PAGE EXTRACT >>
================

People are celebrating a murder. Of a healthcare CEO. In America. The home of pearl clutching over violence. The home of thoughts and prayers. The home of I can get a bedazzled gun with an extender faster than I could get a CDL. Immediately, if you’ve ever lived a day in America, you knew why this particular murder was getting the response it has been. But I acknowledge that there are those among us that just don’t seem to understand it. So I thought I’d come on and explain with an anecdote of mine to paint the scene.
Late last year I went to the OBGYN with concerns. Having a uterus is incredibly concerning just by virtue of having one but I felt things weren’t normal so in an abundance of caution, I went to get it checked out. At the appointment they found a cyst and since I don’t have a history of cysts, it was concerning enough to warrant a follow-up in a few months. In those few months, my job decided to change insurances. Now, they assured us that there wouldn’t be any large changes to our coverage and the cost was the exact same, so I didn’t think anything of it. So I went, did the follow-up, and thankfully the cyst had resolved itself and was gone. Not too long after, I received a letter from my OBGYN that my new insurance refused to cover HALF of the ultrasound and that I was responsible for the rest.

================

Point-per-instance localization data
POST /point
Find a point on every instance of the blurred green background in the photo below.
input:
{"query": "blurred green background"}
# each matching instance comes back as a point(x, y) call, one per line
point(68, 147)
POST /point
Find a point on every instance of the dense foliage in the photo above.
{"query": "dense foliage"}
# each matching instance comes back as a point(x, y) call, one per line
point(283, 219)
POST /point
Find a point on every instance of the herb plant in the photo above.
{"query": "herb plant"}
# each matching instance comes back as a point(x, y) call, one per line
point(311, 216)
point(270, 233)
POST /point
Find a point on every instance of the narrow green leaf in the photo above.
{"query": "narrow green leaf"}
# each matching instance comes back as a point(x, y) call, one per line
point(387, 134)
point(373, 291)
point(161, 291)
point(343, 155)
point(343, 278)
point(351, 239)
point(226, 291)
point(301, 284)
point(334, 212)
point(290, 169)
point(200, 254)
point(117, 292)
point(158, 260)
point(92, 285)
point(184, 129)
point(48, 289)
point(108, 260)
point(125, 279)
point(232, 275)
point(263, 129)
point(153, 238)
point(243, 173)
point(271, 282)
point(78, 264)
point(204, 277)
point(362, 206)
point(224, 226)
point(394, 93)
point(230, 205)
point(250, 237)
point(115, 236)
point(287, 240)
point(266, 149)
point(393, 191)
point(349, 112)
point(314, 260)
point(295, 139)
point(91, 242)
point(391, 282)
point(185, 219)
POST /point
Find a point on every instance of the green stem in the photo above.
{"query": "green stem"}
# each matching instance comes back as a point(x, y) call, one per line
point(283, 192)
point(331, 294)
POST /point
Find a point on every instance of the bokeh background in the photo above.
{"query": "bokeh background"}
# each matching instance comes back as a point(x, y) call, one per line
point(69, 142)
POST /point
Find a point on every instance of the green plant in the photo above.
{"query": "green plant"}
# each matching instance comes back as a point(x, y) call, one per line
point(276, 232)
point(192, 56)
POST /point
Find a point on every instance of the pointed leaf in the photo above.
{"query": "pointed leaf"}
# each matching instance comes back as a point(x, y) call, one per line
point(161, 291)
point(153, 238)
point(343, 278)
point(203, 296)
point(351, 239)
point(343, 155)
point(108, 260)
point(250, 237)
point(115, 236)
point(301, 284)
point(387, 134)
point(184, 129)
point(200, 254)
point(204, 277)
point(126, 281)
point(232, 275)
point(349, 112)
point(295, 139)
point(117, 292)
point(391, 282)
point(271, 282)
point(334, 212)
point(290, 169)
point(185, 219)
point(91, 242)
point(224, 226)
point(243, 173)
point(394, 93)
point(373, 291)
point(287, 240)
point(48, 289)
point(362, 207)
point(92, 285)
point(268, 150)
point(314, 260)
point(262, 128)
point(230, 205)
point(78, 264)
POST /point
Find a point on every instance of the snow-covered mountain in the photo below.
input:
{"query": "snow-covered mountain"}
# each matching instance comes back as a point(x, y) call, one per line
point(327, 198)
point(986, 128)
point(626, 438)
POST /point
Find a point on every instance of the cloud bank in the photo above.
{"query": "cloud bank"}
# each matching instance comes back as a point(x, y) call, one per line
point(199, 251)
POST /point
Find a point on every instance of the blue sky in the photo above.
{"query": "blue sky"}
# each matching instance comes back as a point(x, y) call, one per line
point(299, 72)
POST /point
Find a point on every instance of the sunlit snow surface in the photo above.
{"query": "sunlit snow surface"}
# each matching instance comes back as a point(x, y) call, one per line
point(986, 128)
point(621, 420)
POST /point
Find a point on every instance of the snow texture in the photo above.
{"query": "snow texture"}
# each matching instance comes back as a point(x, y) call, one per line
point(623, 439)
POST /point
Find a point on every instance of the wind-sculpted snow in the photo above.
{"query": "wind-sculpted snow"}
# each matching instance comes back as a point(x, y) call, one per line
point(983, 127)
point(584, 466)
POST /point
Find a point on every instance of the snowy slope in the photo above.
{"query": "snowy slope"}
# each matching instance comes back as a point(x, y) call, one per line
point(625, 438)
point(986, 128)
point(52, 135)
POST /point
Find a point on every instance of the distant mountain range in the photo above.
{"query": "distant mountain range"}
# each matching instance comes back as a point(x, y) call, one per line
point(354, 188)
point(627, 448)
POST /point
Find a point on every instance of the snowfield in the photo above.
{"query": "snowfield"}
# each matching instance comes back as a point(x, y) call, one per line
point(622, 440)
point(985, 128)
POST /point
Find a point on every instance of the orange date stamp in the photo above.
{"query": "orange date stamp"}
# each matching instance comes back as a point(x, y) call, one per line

================

EXERCISE DIRECTIONS >>
Reproduce word for word the part of the text about reactions to a healthcare CEO's murder, starting at "People are celebrating" and ending at "paint the scene.". This material has no connection to the text about reactions to a healthcare CEO's murder.

TASK ANSWER >>
People are celebrating a murder. Of a healthcare CEO. In America. The home of pearl clutching over violence. The home of thoughts and prayers. The home of I can get a bedazzled gun with an extender faster than I could get a CDL. Immediately, if you’ve ever lived a day in America, you knew why this particular murder was getting the response it has been. But I acknowledge that there are those among us that just don’t seem to understand it. So I thought I’d come on and explain with an anecdote of mine to paint the scene.